PROBLEM DESCRIPTION: Pull out every line of the data below that contains the string "Query", matching case exactly.

── RECORD SET ──

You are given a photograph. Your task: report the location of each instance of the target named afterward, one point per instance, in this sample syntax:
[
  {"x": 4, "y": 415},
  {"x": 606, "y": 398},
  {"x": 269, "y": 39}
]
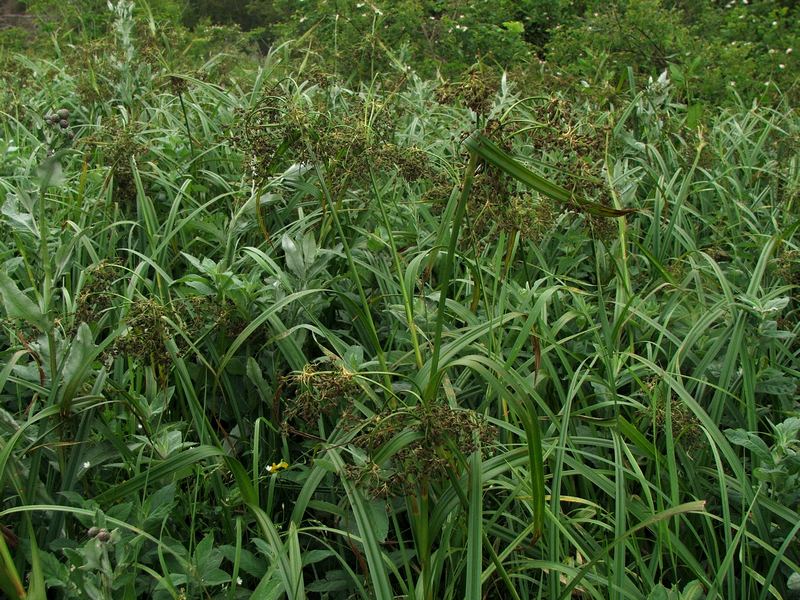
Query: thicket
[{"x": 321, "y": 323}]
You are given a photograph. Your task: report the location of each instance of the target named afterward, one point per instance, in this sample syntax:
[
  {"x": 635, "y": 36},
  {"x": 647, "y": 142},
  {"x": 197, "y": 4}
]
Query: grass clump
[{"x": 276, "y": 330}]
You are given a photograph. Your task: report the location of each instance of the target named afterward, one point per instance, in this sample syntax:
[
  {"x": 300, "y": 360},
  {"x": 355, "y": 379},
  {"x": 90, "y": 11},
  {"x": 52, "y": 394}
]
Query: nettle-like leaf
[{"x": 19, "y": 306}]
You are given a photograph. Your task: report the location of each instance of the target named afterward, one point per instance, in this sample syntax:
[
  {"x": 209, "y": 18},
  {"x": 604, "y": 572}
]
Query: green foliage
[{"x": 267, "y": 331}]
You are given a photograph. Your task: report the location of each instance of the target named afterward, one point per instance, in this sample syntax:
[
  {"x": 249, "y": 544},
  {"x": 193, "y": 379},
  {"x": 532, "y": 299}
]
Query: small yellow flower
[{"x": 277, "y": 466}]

───

RESULT OF THIS EXERCISE:
Query: thicket
Query: grass clump
Query: nettle-like leaf
Query: green foliage
Query: small yellow flower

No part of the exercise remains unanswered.